» PARTS OF THE EXERCISE
- 1) Transcribe the passage of the concert review from "Live Review by" to "by this evening’s.".
- 2) According to the concert review, what is the capacity of Victoria Warehouse?

» PROVIDED PASSAGE
↓↓↓

Mac DeMarco @ Victoria Warehouse, Manchester, 30 Oct

Indie rock's jester king, Mac DeMarco brings a show of two halves to Manchester to celebrate Now Wave's tenth birthday

Live Review by Joe Goggins | 01 Nov 2018

Mac DeMarco continues to make a mockery of the slacker label that’s so often applied to his music.

By the time the year’s out, he’ll have spent almost the entirety of 2017 and 2018 taking his third LP proper, This Old Dog, around the world; this is his second visit to Manchester in that time and his biggest show here yet, with the 5000-capacity Victoria Warehouse long since sold out – happily, there’s no repeat tonight of the overcrowding issues that have plagued the unloved venue over the past couple of years. The show is to celebrate the tenth birthday of local promoters extraordinaire Now Wave, who have put on every single Mancunian DeMarco gig to date, from his first appearance at The Deaf Institute supporting DIIV nearly six years ago to last year’s sell-out at the Academy, an attendance still dwarfed by this evening’s.

↑↑↑

» Entries from a dataset
↓↓↓

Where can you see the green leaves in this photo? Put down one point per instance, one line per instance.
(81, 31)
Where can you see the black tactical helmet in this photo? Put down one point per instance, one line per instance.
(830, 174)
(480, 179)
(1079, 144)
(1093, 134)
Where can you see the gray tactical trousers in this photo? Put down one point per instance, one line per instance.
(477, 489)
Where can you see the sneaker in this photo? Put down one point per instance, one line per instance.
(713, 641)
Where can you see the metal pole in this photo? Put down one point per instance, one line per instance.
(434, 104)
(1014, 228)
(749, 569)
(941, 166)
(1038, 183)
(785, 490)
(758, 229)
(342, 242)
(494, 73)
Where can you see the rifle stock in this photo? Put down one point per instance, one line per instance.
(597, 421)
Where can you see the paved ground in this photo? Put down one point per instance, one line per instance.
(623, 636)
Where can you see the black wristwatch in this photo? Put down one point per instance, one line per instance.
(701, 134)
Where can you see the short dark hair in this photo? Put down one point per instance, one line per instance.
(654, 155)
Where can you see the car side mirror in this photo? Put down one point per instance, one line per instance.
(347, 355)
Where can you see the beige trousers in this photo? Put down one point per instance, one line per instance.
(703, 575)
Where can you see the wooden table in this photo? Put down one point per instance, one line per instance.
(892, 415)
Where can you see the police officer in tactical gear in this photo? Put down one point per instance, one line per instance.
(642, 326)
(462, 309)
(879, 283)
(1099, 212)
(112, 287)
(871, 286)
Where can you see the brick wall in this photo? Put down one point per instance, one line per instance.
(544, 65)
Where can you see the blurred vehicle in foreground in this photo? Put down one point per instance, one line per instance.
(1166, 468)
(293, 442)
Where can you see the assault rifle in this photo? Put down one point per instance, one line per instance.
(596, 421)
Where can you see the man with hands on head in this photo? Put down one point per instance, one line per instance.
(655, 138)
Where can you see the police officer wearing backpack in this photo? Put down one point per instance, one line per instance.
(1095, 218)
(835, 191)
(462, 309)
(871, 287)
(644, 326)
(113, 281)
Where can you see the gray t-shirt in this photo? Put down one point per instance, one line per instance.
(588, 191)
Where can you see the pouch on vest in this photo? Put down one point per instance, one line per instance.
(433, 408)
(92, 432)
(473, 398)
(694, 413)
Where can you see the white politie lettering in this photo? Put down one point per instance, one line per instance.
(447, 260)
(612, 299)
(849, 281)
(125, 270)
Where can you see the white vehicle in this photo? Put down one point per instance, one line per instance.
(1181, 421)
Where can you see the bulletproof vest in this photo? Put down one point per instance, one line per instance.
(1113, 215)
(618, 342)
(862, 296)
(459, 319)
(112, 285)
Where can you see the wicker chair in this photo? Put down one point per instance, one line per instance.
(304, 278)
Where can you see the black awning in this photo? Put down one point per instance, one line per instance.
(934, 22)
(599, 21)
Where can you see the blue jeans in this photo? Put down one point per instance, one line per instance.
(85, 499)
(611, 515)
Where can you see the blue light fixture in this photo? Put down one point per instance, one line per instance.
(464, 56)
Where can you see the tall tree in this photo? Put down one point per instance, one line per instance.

↑↑↑

» THE REPLIES
- 1)
Live Review by Joe Goggins | 01 Nov 2018

Mac DeMarco continues to make a mockery of the slacker label that’s so often applied to his music.

By the time the year’s out, he’ll have spent almost the entirety of 2017 and 2018 taking his third LP proper, This Old Dog, around the world; this is his second visit to Manchester in that time and his biggest show here yet, with the 5000-capacity Victoria Warehouse long since sold out – happily, there’s no repeat tonight of the overcrowding issues that have plagued the unloved venue over the past couple of years. The show is to celebrate the tenth birthday of local promoters extraordinaire Now Wave, who have put on every single Mancunian DeMarco gig to date, from his first appearance at The Deaf Institute supporting DIIV nearly six years ago to last year’s sell-out at the Academy, an attendance still dwarfed by this evening’s.

- 2) 5000